* WORK TO DO *
Gather every line in the rows below that contains the string "concrete". Matching is case-sensitive.

* DATA SUPPLIED *
○ ○ ○ ○

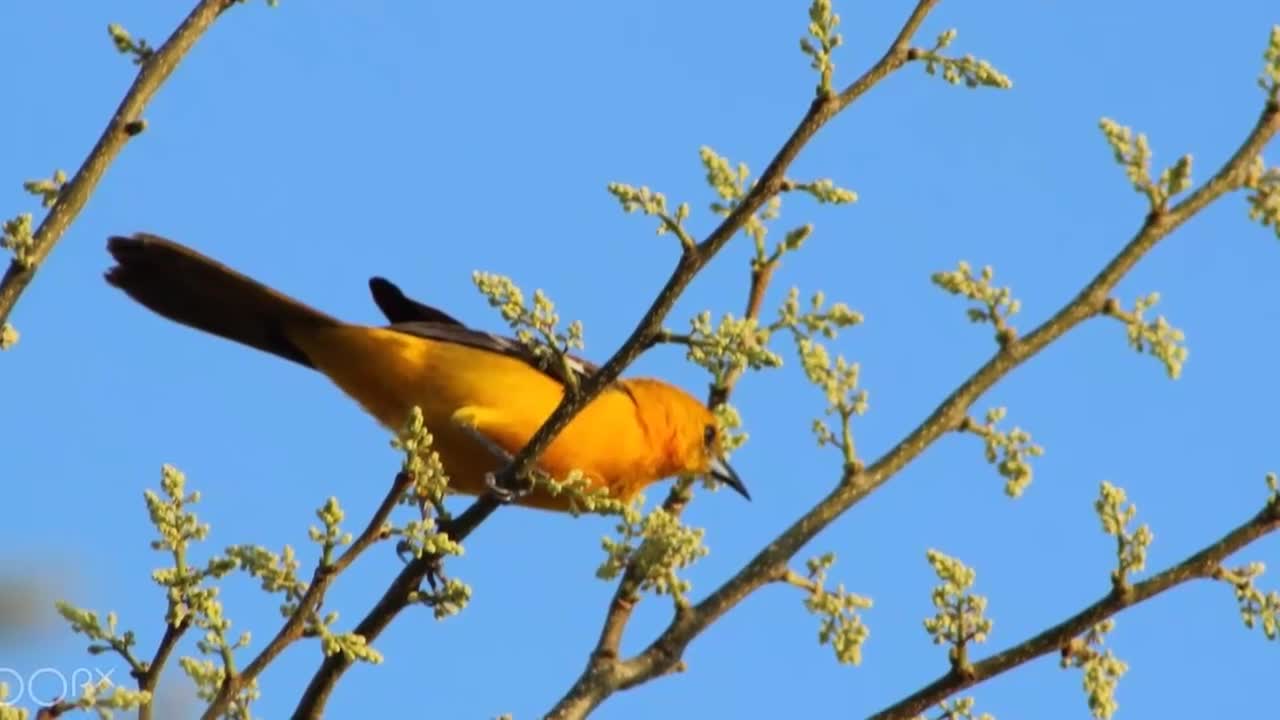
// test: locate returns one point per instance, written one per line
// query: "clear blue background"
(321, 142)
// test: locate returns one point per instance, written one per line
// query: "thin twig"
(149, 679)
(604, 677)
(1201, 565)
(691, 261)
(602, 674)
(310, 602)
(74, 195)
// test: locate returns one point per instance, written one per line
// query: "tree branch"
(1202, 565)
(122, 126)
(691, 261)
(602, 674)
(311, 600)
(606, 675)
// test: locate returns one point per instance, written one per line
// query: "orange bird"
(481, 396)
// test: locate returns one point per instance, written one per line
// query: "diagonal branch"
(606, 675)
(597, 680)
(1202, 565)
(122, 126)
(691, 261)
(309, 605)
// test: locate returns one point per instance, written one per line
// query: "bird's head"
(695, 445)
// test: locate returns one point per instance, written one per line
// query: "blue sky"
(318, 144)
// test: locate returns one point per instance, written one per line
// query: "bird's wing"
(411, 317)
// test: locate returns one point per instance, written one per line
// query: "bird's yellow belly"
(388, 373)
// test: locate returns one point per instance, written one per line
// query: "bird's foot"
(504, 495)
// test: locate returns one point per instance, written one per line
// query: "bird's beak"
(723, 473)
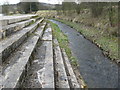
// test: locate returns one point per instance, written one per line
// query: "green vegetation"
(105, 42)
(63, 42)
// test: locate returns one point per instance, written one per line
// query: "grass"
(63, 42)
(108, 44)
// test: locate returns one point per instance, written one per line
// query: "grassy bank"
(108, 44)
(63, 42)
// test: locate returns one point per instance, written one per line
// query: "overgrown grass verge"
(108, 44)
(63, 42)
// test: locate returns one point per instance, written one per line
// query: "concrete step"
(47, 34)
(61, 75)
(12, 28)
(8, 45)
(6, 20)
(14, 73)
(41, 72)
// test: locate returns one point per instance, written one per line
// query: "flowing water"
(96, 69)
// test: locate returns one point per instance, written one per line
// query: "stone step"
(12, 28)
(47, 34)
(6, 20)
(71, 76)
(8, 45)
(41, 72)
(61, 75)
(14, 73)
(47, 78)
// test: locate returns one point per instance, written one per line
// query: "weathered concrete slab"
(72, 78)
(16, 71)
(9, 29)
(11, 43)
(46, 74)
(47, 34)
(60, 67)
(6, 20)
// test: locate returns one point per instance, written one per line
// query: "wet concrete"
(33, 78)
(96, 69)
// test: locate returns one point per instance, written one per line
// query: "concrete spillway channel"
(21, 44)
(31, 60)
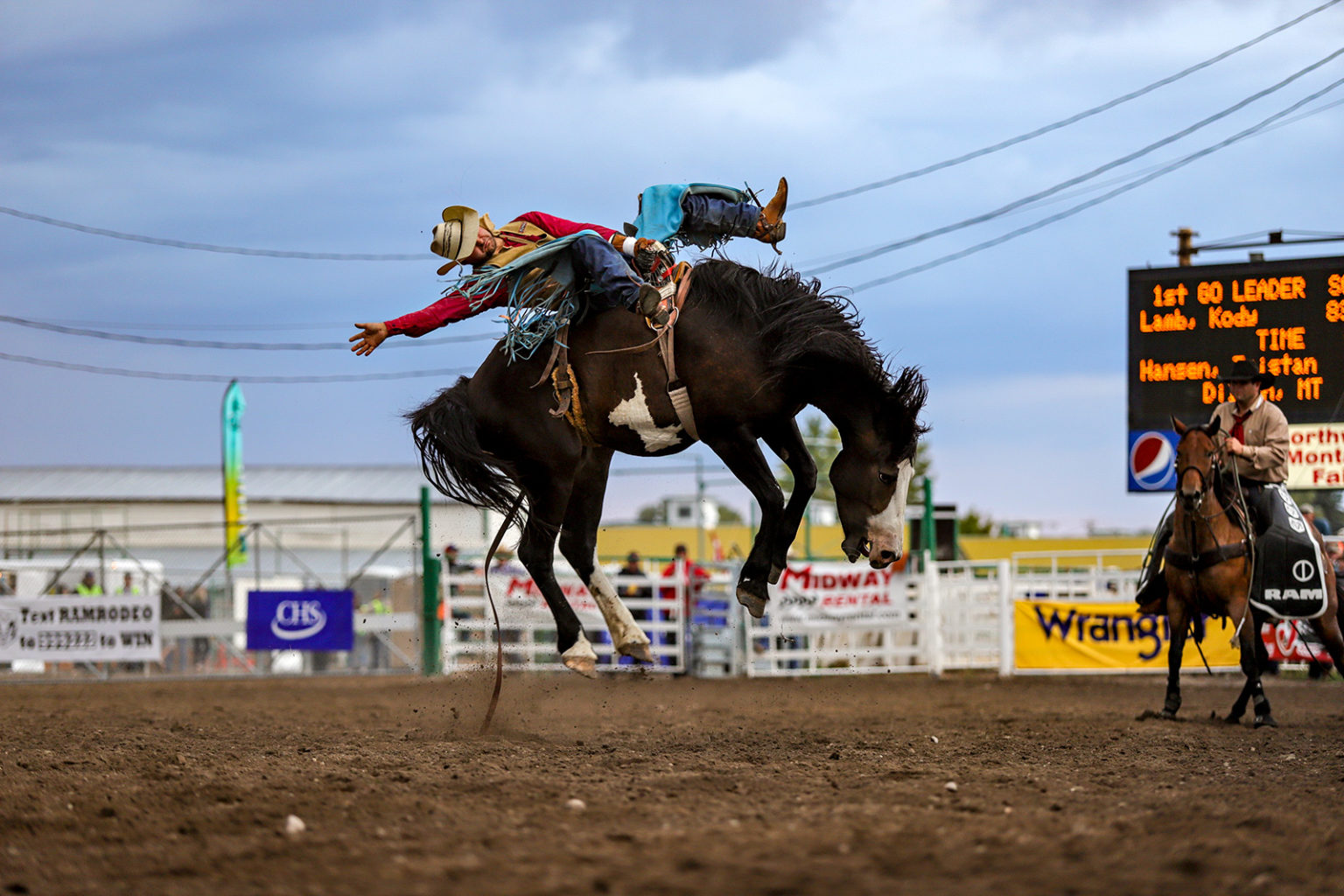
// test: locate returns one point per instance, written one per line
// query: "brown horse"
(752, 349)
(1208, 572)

○ ○ ○ ○

* RESPONSE TO THIS EXERCISE *
// query: "concrete step"
// query: "weathered concrete slab"
// query: "wet concrete"
// query: "concrete spillway channel"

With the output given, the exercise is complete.